Given task:
Revise the exhibition review, starting at "What unites these" and ending at "February 12, 2023.", and write out that span with "grainy" replaced by "coarse".

Excerpted text:
═══
Apart from the five videos, the show exhibits quieter elements that play an equally crucial role to substantiate the life of Martine. Similar to Syms’ previous show, “Incense Sweaters & Ice,” at the Graham Foundation in 2018, the videos are in sync and play one at a time. Instead of the monochromatic purple that fills the screen when a video is not playing, which was the case at the Graham, Syms chooses to show slides of personal photos as though they were uploaded in bulk directly from camera to the computer—like how early users used to create Facebook albums. Are these photos genuinely Syms’, or by Syms for Martine? We aren’t quite sure. Some connect to the artist’s previous feature, for example, photos taken on set of jazz singer Fay Victor as Mrs. Queen Esther Bernetta White against the familiar purple background. Others are confoundingly banal: an empty Monster Energy drink can sitting on a car, two or three shots of the same fluorescent light tube popped against the wall, out-of-focus still-lifes and vitrines, a bong and a jar of weed, portraits of Martine/Syms, depicted sitting on a café patio or laying in bed.
What unites these photos are their grainy film quality, and a time stamp in the corner that apparently gives out a wrong date (most of the photos are dated 2002). Presenting these analog-looking photos of mundane—sometimes redundant—subjects on a digital screen mystifies the identities between the protagonist and its IRL double. Their banality makes them deeply autobiographical; their intentional sloppiness alludes to fabrication. Martine/Syms is at the verge of bifurcating and reconvening; she has become the image that through exposure she can protect, deflecting our voyeuristic gaze, snatching our inquisitive eavesdropping. After all, this exhibition is about herself—and for herself, as she yells “To hell with my sufferings!” (Nicky Ni)
“She Mad Season One” is on view at Museum of Contemporary Art Chicago, 220 East Chicago, until February 12, 2023.
═══
Pointing records:

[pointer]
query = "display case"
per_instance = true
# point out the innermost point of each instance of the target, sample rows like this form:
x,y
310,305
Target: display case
═══
Result of the task:
What unites these photos are their coarse film quality, and a time stamp in the corner that apparently gives out a wrong date (most of the photos are dated 2002). Presenting these analog-looking photos of mundane—sometimes redundant—subjects on a digital screen mystifies the identities between the protagonist and its IRL double. Their banality makes them deeply autobiographical; their intentional sloppiness alludes to fabrication. Martine/Syms is at the verge of bifurcating and reconvening; she has become the image that through exposure she can protect, deflecting our voyeuristic gaze, snatching our inquisitive eavesdropping. After all, this exhibition is about herself—and for herself, as she yells “To hell with my sufferings!” (Nicky Ni)
“She Mad Season One” is on view at Museum of Contemporary Art Chicago, 220 East Chicago, until February 12, 2023.